_Source material_
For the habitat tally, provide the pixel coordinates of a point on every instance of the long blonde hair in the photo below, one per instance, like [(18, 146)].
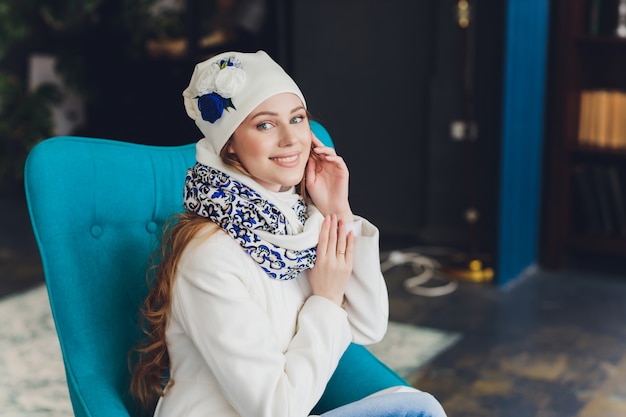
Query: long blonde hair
[(149, 359)]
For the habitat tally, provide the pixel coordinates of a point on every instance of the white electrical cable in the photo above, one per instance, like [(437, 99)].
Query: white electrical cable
[(424, 268)]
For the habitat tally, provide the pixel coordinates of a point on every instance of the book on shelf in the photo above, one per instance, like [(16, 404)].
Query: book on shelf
[(599, 202), (602, 119)]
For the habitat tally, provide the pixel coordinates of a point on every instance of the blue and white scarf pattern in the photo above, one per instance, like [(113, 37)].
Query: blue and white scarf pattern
[(242, 213)]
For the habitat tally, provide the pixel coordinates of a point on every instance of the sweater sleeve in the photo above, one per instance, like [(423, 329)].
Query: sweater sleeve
[(213, 303), (367, 300)]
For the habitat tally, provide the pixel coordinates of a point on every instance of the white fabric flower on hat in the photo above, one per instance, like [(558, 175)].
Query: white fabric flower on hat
[(218, 83)]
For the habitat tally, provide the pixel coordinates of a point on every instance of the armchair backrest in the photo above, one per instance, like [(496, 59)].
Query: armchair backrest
[(97, 207)]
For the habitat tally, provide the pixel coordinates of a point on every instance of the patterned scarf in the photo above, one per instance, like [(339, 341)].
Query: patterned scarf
[(248, 218)]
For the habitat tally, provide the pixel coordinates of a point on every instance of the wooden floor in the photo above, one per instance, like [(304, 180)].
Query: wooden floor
[(550, 345)]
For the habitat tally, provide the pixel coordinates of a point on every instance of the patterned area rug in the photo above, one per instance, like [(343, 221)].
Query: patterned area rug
[(33, 383)]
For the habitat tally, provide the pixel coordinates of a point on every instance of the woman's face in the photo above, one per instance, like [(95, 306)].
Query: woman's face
[(274, 142)]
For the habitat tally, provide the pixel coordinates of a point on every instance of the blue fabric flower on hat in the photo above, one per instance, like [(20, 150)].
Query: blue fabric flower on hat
[(219, 82)]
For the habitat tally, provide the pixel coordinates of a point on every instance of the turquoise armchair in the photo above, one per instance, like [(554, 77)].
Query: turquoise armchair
[(96, 208)]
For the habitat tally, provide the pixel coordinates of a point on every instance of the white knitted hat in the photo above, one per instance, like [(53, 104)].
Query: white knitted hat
[(226, 88)]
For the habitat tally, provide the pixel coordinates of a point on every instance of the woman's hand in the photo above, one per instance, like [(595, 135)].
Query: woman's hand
[(327, 182), (330, 275)]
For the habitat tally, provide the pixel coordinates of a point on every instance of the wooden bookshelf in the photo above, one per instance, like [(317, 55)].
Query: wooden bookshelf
[(580, 62)]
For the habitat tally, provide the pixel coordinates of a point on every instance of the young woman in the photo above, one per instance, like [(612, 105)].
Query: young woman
[(268, 276)]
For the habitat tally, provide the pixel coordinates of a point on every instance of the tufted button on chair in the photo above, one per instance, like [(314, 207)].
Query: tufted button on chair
[(97, 207)]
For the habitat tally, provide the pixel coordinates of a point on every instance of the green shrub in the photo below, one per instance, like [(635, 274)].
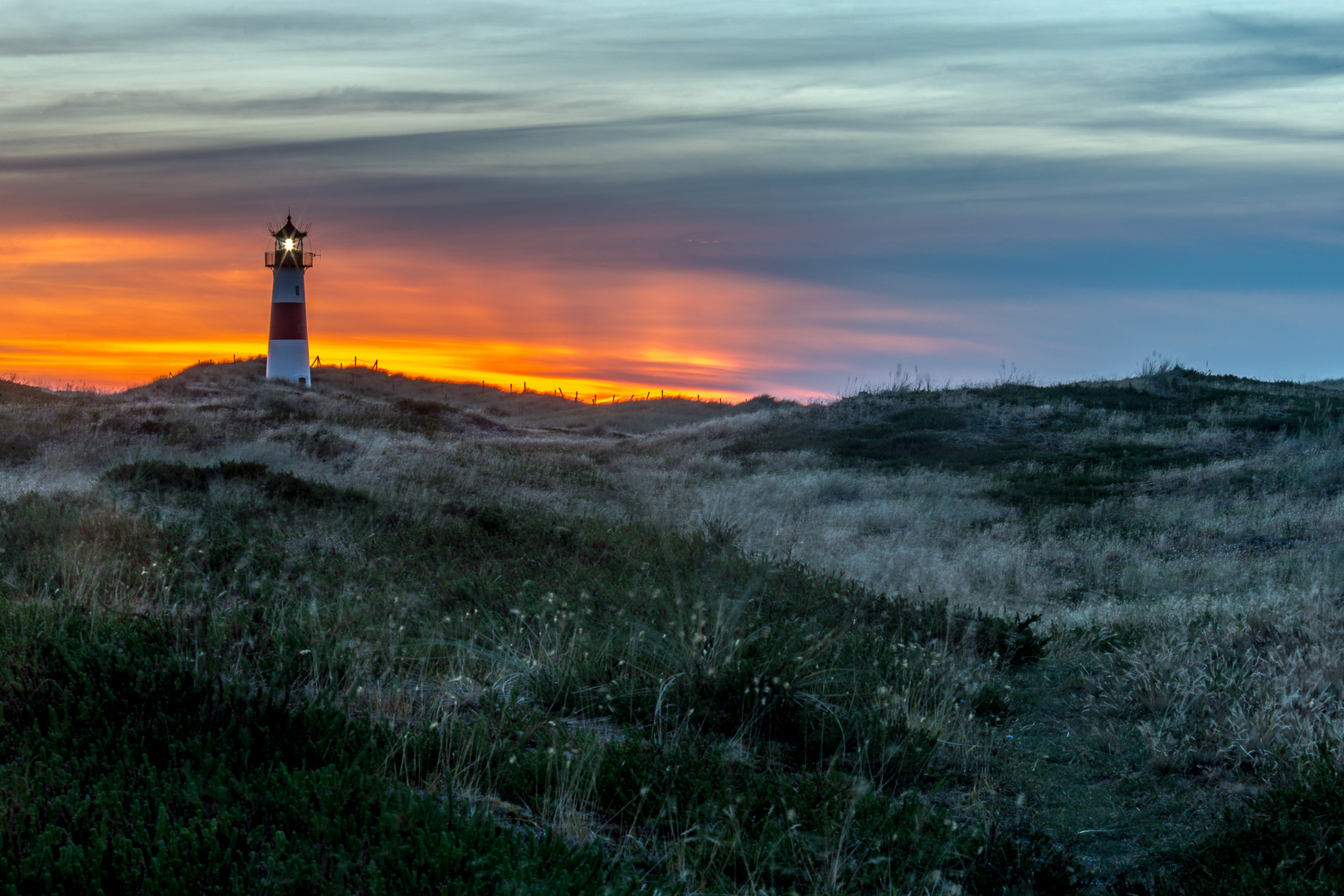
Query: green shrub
[(129, 772)]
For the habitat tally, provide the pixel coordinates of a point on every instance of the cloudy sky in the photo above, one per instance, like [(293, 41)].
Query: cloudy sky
[(724, 199)]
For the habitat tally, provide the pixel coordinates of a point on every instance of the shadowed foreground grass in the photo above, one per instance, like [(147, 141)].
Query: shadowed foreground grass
[(405, 635)]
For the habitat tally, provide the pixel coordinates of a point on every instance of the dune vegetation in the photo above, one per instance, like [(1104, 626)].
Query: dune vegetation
[(397, 635)]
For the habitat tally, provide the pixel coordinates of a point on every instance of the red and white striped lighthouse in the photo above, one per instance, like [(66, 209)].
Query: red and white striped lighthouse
[(286, 355)]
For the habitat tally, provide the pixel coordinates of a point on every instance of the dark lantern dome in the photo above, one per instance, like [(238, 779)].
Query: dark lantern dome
[(290, 247), (288, 231)]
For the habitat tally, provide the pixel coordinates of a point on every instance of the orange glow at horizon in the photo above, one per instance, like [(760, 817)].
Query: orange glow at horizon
[(116, 309)]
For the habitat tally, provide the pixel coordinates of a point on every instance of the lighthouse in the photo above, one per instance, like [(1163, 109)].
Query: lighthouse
[(286, 356)]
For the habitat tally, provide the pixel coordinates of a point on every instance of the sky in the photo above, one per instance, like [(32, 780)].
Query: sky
[(721, 199)]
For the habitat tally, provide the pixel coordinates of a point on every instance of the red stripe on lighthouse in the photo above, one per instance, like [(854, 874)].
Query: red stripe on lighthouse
[(288, 320)]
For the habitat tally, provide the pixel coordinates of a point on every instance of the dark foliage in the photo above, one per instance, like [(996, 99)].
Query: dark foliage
[(1035, 464), (281, 486), (127, 772), (1289, 840)]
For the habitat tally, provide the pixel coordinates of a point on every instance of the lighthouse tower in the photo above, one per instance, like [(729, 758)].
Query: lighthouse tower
[(286, 356)]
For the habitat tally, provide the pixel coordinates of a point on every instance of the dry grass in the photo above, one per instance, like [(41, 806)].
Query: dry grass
[(1200, 609)]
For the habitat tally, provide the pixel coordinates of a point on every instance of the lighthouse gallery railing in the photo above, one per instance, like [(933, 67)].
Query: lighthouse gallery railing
[(286, 258)]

_Exercise prompt_
Return the material above verbatim. Pictures are to be excluded.

_Task response_
For the habitat tally, provide the pixel coordinates of a point on every instance of the long blonde hair in the photo below, one per instance, like [(18, 146)].
Query: long blonde hair
[(149, 359)]
For the habitat tally, provide the pixel coordinates of a point on every instance of the white electrical cable in the photo above, one per instance, like [(437, 99)].
Query: white electrical cable
[(424, 268)]
For the habitat tally, provide the pixel coordinates of a point on every instance of the book on shelf in the photo above, one per instance, like [(16, 404)].
Query: book on shelf
[(599, 202), (602, 119)]
For the habitat tally, provide the pixel coordinates of a point on every instance of the blue and white scarf pattern in the photo above, one per instance, like [(113, 37)].
Query: blue and white scarf pattern
[(242, 213)]
For the habitat tally, provide the pixel coordinates of a point on every instance of the sweater sleeve in the photo above, one per instance, like [(423, 329)].
Query: sweater sleeve
[(213, 303), (367, 300)]
For the habitat tally, provide the pixel coordinates of a point on every instance of the white fabric flower on hat in the photo above, one per instance, like [(558, 175)].
Query: white fabric flower on hat
[(218, 83)]
For the habitat tally, provide the pixel coordinates of a point on every instance of the armchair backrest in the photo above, one per instance, like [(496, 59)].
Query: armchair backrest
[(97, 207)]
For the habitat tally, provide the pixel coordinates of a point on every instance of the patterned scarf in the photo above, one per instance, like [(339, 341)].
Query: patterned scarf
[(248, 218)]
For the habitat tally, provide the pixel coordinates of a point on every instance of the wooden floor in the photo above, one per instance, like [(304, 180)].
Query: wooden floor
[(550, 345)]
For the habitat tally, provide the pixel coordinates of a point on every instance of the patterned area rug in the photo above, one per instance, like [(343, 221)].
Query: patterned area rug
[(33, 383)]
For the habitat tally, provide the pixel coordinates of a point on every instance of the woman's face in the photo above, one per instance, like [(95, 306)].
Query: woman's face
[(274, 142)]
For the habitat tally, provide the pixel coordinates of a point on every instance of the blue fabric flower on hat in the photo above, one per instance, like [(20, 150)].
Query: blue fabric flower on hat
[(219, 82)]
For the habitat tally, provide the pixel coordinates of a point on every instance of the turquoise armchair in the photo above, one per instance, like [(554, 77)].
Query: turquoise armchair
[(96, 208)]
For the habitat tally, provide the pixel coordinates of a point on every instance of the white knitted hat in the photo above, one per instance, like [(53, 104)].
Query: white knitted hat
[(226, 88)]
For the habitat tally, provide the pixel coordinates of a point on every instance of the woman's hand in the photo above, one per instance, like [(595, 135)].
Query: woman's hand
[(327, 182), (330, 275)]
For the habitat tally, provide the pixel coordinates of a point on every instance of the wooden bookshelf in the photo above, one per instance, like [(317, 55)].
Query: wooden bookshelf
[(580, 62)]
For the habitat tally, provide the pixel coordinates of a point on every instance of the young woman in the photo above, one per instance, like [(612, 105)].
Query: young woman
[(268, 276)]
For the habitat tally, provide the pixel coordinates of a point on every instance of the tufted button on chair in the photo above, one per instance, like [(314, 207)].
Query: tufted button on chair
[(97, 207)]
For the habitat tally, provide the pixel coordinates of a point on every instance of the green shrub in the photo below, one per instance, like [(635, 274)].
Query: green shrub
[(129, 772)]
For the habitat tally, provide the pixel coordinates of a point on every instance of the cloudy sky in the photo above, one per instance, like [(293, 41)].
Query: cloudy sky
[(724, 199)]
For the habitat tally, provide the pixel coordinates of a point on every instance of the shadowed foreground grass in the photo above, one per instance, like [(147, 141)].
Query: shadowed foreground grass
[(405, 635)]
For the habitat tally, provide the pixel coordinates of a point on every instance of the dune vegetation in the photo above, one per instance, like [(1104, 626)].
Query: dune vegetation
[(397, 635)]
For the habitat tally, provide the pixel coordinates of a point on every instance of the red and white striped lighthouse in the photo above, one per instance, like [(66, 209)].
Query: red and white striped lighthouse
[(286, 355)]
For the habitat tally, provide the pixel coordinates of a point on every instance of the dark lantern dome in the photo above, one per instance, like [(238, 779)].
Query: dark lantern dome
[(290, 247), (288, 231)]
For the habitat tally, provide the pixel coordinates of a point on every instance of the orange glow at horizon in the photo above, one per instance, like [(760, 817)].
Query: orange glow at horizon
[(116, 309)]
For the habitat tally, provide the pixel coordinates of a point on every instance of the lighthouse in the photo above, one per instance, like [(1163, 109)].
Query: lighthouse
[(286, 356)]
For the habitat tally, provide the pixel coordinates of a point on every instance of the sky in the photo above, one per instance, like [(32, 780)].
Query: sky
[(721, 199)]
For the habitat tally, provide the pixel coordinates of a point on every instance of the red stripe on lighthouse in the photo above, one per instance, like [(854, 874)].
Query: red stripe on lighthouse
[(288, 320)]
For the habitat tally, provide the pixel coordinates of a point on every instance of the dark foliage in the photo above, one per instance, like [(996, 99)].
Query: dark foliage
[(1035, 464), (281, 486), (127, 772), (1289, 840)]
For the habitat tally, provide the pixel coordinates of a point on every instance of the lighthouse tower in the photo above, one per instance, like [(729, 758)].
Query: lighthouse tower
[(286, 356)]
For the habitat tally, provide the pixel coordinates of a point on every instance of the dry grass in the photo above, one per instance, like [(41, 806)].
Query: dry grass
[(1200, 609)]
For the habitat tally, provide the pixel coordinates of a point on every instance of the lighthouse gallery railing in the photo above, one per instance, like [(933, 67)].
Query: lighthouse gallery railing
[(286, 258)]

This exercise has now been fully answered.